TEXT FOR ANALYSIS:
:::::
About 90% of seniors intend to remain in their current homes for the next five to 10 years, according to Aging in Place, a seniors and family members resources hub. At the same time, only 43% of seniors over 70 consider it “very easy” to live independently. One of every five Americans will be 65 and older by 2030, the U.S Census Bureau reports. These trends suggest that demand for services associated with aging in place will accelerate steadily in the years ahead.

Technology as a home care tool

Residents and family members opting for home care expect many of the same services and resources that are available from a community. And providers’ home care tasks mirror those executed at a senior living community, such as generating care plans to ensure appropriate treatment, avoiding scheduling conflicts, overseeing remote care delivery with real-time reports, enabling mobile tools for point-of-care charting and minimizing risk with regulatory compliance.
:::::
[Stored data entries]
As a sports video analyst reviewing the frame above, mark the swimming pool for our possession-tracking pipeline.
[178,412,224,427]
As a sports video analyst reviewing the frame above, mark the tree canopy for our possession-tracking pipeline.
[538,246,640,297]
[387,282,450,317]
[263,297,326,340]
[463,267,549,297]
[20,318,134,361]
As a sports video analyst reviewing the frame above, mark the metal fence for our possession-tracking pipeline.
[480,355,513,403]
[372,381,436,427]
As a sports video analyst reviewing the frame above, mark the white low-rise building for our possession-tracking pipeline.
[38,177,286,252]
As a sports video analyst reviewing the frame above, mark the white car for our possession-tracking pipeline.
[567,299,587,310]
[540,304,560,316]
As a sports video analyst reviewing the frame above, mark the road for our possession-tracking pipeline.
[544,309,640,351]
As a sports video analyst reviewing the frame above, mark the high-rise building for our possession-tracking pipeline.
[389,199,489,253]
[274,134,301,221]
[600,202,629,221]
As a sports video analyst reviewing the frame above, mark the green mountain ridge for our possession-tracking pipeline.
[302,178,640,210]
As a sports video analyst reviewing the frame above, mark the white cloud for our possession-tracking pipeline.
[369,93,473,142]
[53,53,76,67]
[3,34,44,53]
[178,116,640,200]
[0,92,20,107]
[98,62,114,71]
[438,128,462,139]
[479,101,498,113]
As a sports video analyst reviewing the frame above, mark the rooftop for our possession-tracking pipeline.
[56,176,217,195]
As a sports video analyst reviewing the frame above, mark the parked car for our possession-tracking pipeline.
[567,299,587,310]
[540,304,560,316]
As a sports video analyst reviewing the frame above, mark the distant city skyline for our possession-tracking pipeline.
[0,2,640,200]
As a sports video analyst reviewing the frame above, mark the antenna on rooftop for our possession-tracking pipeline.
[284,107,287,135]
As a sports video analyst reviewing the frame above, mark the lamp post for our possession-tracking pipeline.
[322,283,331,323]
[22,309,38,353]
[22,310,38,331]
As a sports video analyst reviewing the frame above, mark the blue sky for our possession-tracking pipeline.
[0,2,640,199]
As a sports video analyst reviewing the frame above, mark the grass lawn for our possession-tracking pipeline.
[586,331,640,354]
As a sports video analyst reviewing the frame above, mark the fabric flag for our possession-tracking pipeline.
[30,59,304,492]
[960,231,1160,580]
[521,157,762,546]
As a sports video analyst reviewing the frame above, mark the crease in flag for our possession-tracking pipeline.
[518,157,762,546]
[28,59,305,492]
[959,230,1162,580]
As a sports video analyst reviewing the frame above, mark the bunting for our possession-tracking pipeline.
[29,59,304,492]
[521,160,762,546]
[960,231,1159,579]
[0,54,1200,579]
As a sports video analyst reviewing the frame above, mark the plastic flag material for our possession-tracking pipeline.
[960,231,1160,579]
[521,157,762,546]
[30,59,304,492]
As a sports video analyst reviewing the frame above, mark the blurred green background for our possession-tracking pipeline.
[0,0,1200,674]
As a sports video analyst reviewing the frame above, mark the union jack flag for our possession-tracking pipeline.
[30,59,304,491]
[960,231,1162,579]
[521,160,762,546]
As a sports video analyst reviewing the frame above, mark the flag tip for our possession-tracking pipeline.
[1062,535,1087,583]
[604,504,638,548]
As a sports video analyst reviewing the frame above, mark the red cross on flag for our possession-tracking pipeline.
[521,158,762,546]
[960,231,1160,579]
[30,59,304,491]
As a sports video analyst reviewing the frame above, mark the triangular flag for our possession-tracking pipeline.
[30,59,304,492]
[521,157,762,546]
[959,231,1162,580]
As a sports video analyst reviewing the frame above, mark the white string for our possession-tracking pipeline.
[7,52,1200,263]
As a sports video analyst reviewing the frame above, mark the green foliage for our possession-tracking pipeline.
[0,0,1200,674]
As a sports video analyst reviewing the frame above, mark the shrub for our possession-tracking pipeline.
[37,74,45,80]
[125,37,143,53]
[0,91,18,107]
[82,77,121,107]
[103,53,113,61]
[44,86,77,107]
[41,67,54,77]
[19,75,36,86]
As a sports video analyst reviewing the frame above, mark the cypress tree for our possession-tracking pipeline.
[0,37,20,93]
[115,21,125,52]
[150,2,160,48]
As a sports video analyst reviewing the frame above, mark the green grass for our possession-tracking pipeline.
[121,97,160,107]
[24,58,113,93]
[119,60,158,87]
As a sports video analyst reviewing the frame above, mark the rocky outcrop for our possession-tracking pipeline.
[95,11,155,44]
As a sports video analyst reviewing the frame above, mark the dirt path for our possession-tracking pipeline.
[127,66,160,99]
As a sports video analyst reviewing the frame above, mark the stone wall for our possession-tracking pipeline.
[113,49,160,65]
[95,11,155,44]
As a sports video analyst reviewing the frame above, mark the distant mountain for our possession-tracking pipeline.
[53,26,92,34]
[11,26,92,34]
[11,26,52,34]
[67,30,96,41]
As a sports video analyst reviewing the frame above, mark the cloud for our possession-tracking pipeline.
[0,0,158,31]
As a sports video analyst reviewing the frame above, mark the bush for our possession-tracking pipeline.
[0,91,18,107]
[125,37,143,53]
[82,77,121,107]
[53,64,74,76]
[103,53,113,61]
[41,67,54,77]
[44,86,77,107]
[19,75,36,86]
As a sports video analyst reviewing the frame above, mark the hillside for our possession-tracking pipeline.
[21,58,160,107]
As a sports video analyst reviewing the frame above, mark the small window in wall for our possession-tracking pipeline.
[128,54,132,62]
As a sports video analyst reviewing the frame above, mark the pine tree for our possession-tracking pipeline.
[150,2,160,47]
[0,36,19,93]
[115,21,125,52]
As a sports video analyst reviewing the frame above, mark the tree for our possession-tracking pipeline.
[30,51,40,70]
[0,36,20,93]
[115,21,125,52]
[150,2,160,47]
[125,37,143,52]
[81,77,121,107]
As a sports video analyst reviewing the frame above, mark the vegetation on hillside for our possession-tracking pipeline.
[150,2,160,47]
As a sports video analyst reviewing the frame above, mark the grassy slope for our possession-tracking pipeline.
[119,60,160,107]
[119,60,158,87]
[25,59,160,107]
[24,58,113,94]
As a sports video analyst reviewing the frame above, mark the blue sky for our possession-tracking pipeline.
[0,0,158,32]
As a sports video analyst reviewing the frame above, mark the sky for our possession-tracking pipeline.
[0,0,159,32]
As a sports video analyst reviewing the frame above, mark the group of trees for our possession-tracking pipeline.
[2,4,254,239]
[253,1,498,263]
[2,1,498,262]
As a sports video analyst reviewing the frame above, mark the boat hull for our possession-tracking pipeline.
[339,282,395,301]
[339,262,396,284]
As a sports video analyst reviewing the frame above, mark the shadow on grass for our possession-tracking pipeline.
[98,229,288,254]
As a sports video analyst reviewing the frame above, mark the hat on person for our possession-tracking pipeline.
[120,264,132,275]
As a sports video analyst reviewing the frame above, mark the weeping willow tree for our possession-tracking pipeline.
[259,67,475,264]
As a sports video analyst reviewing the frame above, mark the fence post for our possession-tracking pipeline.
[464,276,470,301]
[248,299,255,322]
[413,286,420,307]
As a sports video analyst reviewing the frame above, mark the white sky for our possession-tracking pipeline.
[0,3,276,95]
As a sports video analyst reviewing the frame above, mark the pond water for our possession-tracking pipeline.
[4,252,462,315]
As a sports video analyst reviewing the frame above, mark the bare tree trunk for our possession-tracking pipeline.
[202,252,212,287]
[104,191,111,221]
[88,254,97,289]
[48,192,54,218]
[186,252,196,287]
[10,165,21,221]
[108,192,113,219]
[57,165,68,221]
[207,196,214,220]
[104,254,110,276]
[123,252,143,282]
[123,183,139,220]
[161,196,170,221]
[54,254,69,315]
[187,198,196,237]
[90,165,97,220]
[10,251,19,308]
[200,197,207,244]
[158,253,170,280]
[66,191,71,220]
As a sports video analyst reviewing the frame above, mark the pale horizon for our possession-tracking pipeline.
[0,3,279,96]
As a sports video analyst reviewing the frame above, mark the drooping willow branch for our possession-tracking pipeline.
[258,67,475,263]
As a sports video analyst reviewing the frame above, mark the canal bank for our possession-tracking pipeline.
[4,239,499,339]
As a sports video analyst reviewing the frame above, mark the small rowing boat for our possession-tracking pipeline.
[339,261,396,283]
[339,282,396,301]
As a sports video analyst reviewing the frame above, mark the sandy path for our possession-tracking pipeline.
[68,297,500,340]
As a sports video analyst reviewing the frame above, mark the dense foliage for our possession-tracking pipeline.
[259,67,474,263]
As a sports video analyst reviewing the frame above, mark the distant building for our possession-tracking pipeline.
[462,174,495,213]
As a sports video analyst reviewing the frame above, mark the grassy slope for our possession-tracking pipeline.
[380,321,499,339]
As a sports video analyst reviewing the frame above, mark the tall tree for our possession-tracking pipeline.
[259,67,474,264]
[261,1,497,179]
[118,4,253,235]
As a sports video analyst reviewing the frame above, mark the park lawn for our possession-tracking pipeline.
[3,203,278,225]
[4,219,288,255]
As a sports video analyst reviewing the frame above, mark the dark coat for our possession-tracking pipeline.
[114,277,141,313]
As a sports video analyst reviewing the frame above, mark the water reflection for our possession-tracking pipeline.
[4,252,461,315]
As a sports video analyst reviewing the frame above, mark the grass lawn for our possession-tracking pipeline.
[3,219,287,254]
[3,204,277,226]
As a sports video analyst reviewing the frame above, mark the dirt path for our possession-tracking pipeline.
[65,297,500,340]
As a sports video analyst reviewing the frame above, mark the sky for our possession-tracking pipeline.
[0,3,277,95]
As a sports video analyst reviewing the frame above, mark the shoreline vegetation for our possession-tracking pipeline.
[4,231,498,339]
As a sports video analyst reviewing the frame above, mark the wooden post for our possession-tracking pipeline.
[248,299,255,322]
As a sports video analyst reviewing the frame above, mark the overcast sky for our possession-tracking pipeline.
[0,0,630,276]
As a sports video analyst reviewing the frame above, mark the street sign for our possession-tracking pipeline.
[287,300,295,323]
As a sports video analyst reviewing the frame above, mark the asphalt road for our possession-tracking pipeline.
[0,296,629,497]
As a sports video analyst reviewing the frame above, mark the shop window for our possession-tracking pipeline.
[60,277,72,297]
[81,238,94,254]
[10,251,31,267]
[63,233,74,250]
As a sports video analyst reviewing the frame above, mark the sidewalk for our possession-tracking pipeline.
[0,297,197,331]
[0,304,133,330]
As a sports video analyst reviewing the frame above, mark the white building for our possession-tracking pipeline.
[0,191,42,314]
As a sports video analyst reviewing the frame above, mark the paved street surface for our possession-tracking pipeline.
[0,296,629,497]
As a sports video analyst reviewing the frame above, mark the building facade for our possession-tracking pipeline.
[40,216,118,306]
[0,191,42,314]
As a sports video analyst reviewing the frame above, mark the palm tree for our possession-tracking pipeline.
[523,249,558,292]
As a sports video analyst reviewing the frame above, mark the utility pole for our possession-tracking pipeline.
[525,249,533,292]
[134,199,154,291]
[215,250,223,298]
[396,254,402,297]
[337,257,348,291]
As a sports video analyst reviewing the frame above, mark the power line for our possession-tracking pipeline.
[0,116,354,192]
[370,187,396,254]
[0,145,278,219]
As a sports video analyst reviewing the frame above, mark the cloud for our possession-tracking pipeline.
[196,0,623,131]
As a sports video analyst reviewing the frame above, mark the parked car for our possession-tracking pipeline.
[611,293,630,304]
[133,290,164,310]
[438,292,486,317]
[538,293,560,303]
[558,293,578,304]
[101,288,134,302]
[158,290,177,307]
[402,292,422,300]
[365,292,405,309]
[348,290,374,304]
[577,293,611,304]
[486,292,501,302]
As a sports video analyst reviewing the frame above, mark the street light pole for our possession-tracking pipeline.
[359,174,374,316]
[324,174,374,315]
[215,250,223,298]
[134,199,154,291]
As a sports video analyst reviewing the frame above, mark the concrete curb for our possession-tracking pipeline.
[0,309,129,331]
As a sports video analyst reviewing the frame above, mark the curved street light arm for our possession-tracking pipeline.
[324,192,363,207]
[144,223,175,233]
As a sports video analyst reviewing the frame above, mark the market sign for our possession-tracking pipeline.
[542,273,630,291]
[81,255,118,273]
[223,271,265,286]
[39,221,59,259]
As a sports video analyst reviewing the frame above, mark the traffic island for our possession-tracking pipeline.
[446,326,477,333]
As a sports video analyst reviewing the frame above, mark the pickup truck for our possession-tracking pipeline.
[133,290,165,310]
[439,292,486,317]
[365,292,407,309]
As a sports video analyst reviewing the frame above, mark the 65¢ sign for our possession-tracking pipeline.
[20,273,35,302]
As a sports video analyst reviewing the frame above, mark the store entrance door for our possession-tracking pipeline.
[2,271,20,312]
:::::
INSTRUCTIONS TO FOLLOW: Set down the full passage on aging in place and home care technology word for word.

SOLUTION TO THIS EXERCISE:
About 90% of seniors intend to remain in their current homes for the next five to 10 years, according to Aging in Place, a seniors and family members resources hub. At the same time, only 43% of seniors over 70 consider it “very easy” to live independently. One of every five Americans will be 65 and older by 2030, the U.S Census Bureau reports. These trends suggest that demand for services associated with aging in place will accelerate steadily in the years ahead.

Technology as a home care tool

Residents and family members opting for home care expect many of the same services and resources that are available from a community. And providers’ home care tasks mirror those executed at a senior living community, such as generating care plans to ensure appropriate treatment, avoiding scheduling conflicts, overseeing remote care delivery with real-time reports, enabling mobile tools for point-of-care charting and minimizing risk with regulatory compliance.